§ **DATA**
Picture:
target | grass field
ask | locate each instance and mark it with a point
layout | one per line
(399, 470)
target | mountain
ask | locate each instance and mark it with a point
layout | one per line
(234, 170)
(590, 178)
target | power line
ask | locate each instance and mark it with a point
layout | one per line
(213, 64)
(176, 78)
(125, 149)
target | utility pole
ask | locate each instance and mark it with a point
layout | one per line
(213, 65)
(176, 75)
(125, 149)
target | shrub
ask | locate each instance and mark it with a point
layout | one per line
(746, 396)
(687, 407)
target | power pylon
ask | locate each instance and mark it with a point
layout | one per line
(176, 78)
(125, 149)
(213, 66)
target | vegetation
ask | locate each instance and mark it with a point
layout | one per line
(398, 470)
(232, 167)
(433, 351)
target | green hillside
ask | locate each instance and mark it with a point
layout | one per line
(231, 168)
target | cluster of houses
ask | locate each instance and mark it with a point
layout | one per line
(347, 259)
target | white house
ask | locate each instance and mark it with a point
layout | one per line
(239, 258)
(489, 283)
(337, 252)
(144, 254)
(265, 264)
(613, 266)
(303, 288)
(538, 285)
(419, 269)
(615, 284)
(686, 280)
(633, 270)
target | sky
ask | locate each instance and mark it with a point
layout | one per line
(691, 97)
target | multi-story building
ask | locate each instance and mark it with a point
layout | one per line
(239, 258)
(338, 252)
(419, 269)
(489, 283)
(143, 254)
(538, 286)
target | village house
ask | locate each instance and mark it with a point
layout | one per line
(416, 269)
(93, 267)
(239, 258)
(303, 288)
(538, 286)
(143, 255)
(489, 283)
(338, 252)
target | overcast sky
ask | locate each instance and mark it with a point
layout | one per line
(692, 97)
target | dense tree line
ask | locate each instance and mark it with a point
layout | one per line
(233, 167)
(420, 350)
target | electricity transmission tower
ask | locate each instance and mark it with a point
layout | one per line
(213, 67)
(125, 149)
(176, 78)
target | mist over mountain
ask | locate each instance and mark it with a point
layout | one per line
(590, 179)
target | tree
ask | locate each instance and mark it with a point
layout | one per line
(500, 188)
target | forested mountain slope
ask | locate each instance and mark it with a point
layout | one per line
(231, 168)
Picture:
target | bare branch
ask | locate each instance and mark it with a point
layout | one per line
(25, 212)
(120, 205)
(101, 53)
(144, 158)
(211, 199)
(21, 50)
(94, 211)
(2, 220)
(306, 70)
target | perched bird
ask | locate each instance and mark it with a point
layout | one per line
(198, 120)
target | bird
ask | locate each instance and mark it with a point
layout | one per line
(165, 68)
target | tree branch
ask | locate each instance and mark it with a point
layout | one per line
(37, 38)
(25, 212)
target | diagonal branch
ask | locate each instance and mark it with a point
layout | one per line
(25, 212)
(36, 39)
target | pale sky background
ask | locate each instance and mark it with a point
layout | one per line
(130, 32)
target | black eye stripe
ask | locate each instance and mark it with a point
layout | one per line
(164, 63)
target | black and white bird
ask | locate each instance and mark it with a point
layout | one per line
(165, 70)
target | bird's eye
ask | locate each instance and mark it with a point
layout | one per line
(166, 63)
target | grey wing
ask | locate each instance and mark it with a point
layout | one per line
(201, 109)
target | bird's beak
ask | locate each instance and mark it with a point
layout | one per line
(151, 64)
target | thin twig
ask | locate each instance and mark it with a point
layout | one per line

§ **WHAT NEEDS TO BE DONE**
Only the lines from the one containing "target | pale sky background" through the end of the material should be reproduced, exactly, with both ends included.

§ **COMPLETE RESPONSE**
target | pale sky background
ask | locate each instance and mark it with a point
layout | one per line
(130, 32)
target | black eye stripe
ask | locate each instance and mark it with a point
layout | one per line
(164, 63)
target | black and white bird
ask | locate each instance and mark it with a point
layout | one per line
(165, 70)
target | bird's eye
ask | locate each instance and mark it with a point
layout | one per line
(166, 63)
target | grey wing
ask | locate each instance and mark it with a point
layout | one per line
(201, 109)
target | bird's beak
ask | locate each instance and mark it with a point
layout | one per line
(151, 64)
target | thin twig
ask | locate each instance and mark it with a point
layout | one per line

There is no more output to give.